*** Available records ***

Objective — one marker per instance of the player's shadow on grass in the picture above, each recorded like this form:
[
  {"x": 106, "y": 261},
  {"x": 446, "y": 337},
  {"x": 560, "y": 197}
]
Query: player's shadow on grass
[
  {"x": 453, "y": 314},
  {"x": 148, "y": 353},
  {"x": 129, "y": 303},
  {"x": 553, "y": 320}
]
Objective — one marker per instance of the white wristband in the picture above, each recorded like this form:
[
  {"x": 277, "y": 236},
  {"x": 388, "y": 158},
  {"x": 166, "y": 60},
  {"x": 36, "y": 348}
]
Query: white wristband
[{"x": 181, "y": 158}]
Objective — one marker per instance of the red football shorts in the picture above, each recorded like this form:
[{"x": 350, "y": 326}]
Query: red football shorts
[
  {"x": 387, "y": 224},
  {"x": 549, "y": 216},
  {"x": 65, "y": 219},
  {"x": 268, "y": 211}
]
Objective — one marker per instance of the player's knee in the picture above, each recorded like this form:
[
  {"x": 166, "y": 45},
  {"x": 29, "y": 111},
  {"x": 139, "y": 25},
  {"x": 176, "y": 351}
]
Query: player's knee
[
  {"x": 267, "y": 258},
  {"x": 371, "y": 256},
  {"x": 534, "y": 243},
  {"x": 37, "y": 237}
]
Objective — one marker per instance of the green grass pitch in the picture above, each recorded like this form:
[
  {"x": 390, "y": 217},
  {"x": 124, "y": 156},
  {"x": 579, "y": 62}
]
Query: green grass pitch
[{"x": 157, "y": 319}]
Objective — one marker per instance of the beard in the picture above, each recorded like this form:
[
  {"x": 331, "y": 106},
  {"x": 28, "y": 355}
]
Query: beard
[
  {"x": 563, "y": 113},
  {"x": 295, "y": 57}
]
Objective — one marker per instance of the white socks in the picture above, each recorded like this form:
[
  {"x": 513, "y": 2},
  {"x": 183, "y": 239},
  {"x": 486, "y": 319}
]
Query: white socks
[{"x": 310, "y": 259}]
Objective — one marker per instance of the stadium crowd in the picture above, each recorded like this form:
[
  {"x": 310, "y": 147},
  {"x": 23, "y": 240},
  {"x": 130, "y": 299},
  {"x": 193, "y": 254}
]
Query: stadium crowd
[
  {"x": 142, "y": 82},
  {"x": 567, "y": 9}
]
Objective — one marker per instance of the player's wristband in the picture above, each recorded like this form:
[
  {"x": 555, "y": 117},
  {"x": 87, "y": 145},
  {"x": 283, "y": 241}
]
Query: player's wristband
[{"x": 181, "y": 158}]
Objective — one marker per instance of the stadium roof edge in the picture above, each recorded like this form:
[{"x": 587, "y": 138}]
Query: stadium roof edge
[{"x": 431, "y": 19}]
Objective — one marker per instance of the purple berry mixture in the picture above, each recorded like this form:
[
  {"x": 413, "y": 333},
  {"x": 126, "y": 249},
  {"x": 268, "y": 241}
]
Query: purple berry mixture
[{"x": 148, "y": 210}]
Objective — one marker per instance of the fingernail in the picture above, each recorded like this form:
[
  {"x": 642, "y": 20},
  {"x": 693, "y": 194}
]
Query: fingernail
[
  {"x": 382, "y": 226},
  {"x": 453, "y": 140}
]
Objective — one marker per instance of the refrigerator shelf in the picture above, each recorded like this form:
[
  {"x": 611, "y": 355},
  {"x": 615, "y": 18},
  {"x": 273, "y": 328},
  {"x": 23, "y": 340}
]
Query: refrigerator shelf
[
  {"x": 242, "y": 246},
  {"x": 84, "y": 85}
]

*** End of Available records ***

## [The problem]
Without omitting anything, output the entries exactly.

## [Exercise response]
Objective — one marker per instance of the player's shadow on grass in the picture above, each recorded like this form:
[
  {"x": 106, "y": 261},
  {"x": 446, "y": 337},
  {"x": 560, "y": 197}
]
Query: player's shadow on grass
[
  {"x": 453, "y": 314},
  {"x": 148, "y": 353},
  {"x": 129, "y": 303},
  {"x": 553, "y": 320}
]
Objective — one marker per instance of the white wristband in the picture above, each recorded like this form:
[
  {"x": 277, "y": 236},
  {"x": 388, "y": 158},
  {"x": 166, "y": 60},
  {"x": 36, "y": 348}
]
Query: white wristband
[{"x": 181, "y": 158}]
Objective — one marker per instance of the red football shorts in the picture above, each recorded like this form:
[{"x": 350, "y": 326}]
Query: red football shorts
[
  {"x": 387, "y": 224},
  {"x": 549, "y": 216},
  {"x": 65, "y": 219},
  {"x": 268, "y": 211}
]
Objective — one marker per instance of the player's knee in the picture above, each recorded like this form:
[
  {"x": 166, "y": 45},
  {"x": 29, "y": 111},
  {"x": 139, "y": 25},
  {"x": 176, "y": 351}
]
Query: player's knee
[
  {"x": 267, "y": 258},
  {"x": 371, "y": 256},
  {"x": 534, "y": 243},
  {"x": 37, "y": 237}
]
Objective — one marker per instance of the green grass pitch in the picture above, each recorded like this form:
[
  {"x": 390, "y": 217},
  {"x": 124, "y": 156},
  {"x": 579, "y": 62}
]
Query: green grass pitch
[{"x": 157, "y": 319}]
Objective — one marker per instance of the beard in the picture above, each recorded like this form:
[
  {"x": 331, "y": 106},
  {"x": 28, "y": 355}
]
Query: beard
[
  {"x": 563, "y": 113},
  {"x": 295, "y": 57}
]
Objective — one marker per instance of the white socks in the picture above, each recorded like this form:
[
  {"x": 513, "y": 2},
  {"x": 183, "y": 239},
  {"x": 486, "y": 319}
]
Query: white socks
[{"x": 310, "y": 259}]
Objective — one marker per instance of the stadium crowd in the picture above, each recorded like this form:
[
  {"x": 310, "y": 147},
  {"x": 23, "y": 240},
  {"x": 130, "y": 299},
  {"x": 193, "y": 254}
]
Query: stadium crowd
[
  {"x": 142, "y": 82},
  {"x": 567, "y": 9}
]
Objective — one marker per instance of the player's wristband in the picture above, each recorded like this form:
[
  {"x": 555, "y": 117},
  {"x": 87, "y": 145},
  {"x": 283, "y": 241}
]
Query: player's wristband
[{"x": 181, "y": 158}]
Objective — one marker per instance of the stadium roof edge in the picture above, each recorded like this form:
[{"x": 587, "y": 138}]
Query: stadium roof edge
[{"x": 431, "y": 19}]
Objective — one marker per instance of the purple berry mixture in the picture above, each recorded like this form:
[
  {"x": 413, "y": 333},
  {"x": 126, "y": 249},
  {"x": 268, "y": 241}
]
Query: purple berry mixture
[{"x": 148, "y": 210}]
Objective — one marker per instance of the fingernail in the picture above, each recorded like this form:
[
  {"x": 642, "y": 20},
  {"x": 693, "y": 194}
]
Query: fingernail
[
  {"x": 382, "y": 226},
  {"x": 453, "y": 140}
]
Objective — one marker per instance of the refrigerator shelf in the picture above, each recorded like this form:
[
  {"x": 611, "y": 355},
  {"x": 615, "y": 18},
  {"x": 273, "y": 328},
  {"x": 23, "y": 340}
]
Query: refrigerator shelf
[
  {"x": 242, "y": 246},
  {"x": 84, "y": 85}
]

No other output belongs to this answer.